> **Short problem A**: In the forum discussion on morality, what is the title of the Twain work in which villagers stone a witch?

== == ==

Morality never changes. It just requires mature rational people who can see harm and not join in with the tribe. This is why morality is so rare. It can be a costly and fatal proposition.
Epic literature through the ages challenges the individual against the cult and calls them out. From Homer to Dickens. The so-called holy books teach the opposite, that we should do as commanded when we know it to be wrong. To murder your own son even.
So, we call morality “relative”, go with the flow and survive. Staying alive is our first responsibility, right? Ones’ own self-interest overrides everything else, right?
June 22, 2024 at 11:34 pm #54108That is very well stated by Robert.
That is why i harbor no real hope for our future.
Beliefs and morality or even beliefs about morality are transferred from the greater culture/family to our feckless actor. There is nobody home. Absolutely vacant and amenable to you name it. AI could cause us to believe in any way it intends if it attains some greater level of intelligence. Even its algorithms are having a big impact.
From Germans you know when, to Christians, Hindus, Communists, progressive woke morons to primitive and isolated peoples it is the same phenomena. At some point neurology will identify the regions of the brain and pathways that reduce our feckless actor to a puppet.
June 22, 2024 at 11:45 pm #54109* In The Stranger by Twain there is a scene in which the villagers are stoning a witch. The friend of the witch picks up a rock and joins in for fear of being not one of the group. So yea it can be dangerous to go against the flow.
June 23, 2024 at 12:50 am #54110@ Robert @ Jake
How do you define moral relativism?
If morals are not relative, then they are absolute which means factual. How would you go about proving that morality, which varies vastly from time to time and place to place is factual and not simply local beliefs at a given place and time?
I can’t wait to hear the answer.
June 23, 2024 at 8:17 am #54111How do you define moral relativism? If morals are not relative, then they are absolute which means factual.
Yes – what exactly is moral relativism? Is it the moral philosophy that nothing is better than anything else? I don’t believe anyone lives like that. Everyone has values by which to evaluate their own behaviour and others’.
Morals are factual, in the sense that moral principles or values are ideal ways to collaborate towards joint goals of mutual benefit. All of those things are factual.
But there are many types of mutual goal (thriving, surviving and reproducing) and many methods of achieving them. Hence, multiple competing values. How to choose between them – which one is “better” and which one is “worse”? Each one is correct according to itself – it is a valid method of reaching a valid goal (it works and the goal is acceptable).
I think “human well being” is the ultimate value that trumps all the others.
June 23, 2024 at 2:20 pm #54117I have a long read post in Sunday School this week on morals.
June 23, 2024 at 3:36 pm #54118Yes – what exactly is moral relativism? Is it the moral philosophy that nothing is better than anything else?

== == ==

> **Short problem B**: Copy out the lines of the listing, from the one holding "Kindly put a point on every instance of the beekeeper's hand" through the final line of the listing, inclusive.

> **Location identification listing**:

== == ==

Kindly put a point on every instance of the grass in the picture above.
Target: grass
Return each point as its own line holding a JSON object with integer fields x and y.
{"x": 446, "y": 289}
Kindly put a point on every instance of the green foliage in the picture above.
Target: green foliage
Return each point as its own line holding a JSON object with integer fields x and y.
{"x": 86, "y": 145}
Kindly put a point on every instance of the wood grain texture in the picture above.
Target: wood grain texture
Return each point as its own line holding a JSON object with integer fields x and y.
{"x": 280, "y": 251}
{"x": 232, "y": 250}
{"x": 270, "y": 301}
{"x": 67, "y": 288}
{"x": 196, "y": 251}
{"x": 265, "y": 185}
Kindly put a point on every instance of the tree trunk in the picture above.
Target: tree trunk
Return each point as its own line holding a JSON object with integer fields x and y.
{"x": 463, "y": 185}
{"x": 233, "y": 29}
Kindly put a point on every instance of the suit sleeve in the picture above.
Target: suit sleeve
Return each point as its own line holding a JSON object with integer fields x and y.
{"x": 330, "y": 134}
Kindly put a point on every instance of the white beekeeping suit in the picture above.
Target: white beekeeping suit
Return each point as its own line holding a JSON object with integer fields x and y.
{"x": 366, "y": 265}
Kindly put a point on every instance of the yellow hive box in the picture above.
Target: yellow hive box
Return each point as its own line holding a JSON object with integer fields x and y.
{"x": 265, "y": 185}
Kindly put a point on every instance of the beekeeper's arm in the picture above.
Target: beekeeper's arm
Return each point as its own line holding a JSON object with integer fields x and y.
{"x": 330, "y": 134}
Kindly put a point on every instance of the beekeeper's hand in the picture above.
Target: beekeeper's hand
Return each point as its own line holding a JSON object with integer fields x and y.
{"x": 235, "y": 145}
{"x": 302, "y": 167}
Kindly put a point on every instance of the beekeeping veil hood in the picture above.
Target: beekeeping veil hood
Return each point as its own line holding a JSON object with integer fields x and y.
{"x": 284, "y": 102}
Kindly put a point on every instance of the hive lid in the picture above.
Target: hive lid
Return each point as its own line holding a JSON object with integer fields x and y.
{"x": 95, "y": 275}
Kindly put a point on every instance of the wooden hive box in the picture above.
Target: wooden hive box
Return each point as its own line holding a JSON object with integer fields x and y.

== == ==

> **Written reply A**: The Stranger

> **Written reply B**:
Kindly put a point on every instance of the beekeeper's hand in the picture above.
Target: beekeeper's hand
Return each point as its own line holding a JSON object with integer fields x and y.
{"x": 235, "y": 145}
{"x": 302, "y": 167}
Kindly put a point on every instance of the beekeeping veil hood in the picture above.
Target: beekeeping veil hood
Return each point as its own line holding a JSON object with integer fields x and y.
{"x": 284, "y": 102}
Kindly put a point on every instance of the hive lid in the picture above.
Target: hive lid
Return each point as its own line holding a JSON object with integer fields x and y.
{"x": 95, "y": 275}
Kindly put a point on every instance of the wooden hive box in the picture above.
Target: wooden hive box
Return each point as its own line holding a JSON object with integer fields x and y.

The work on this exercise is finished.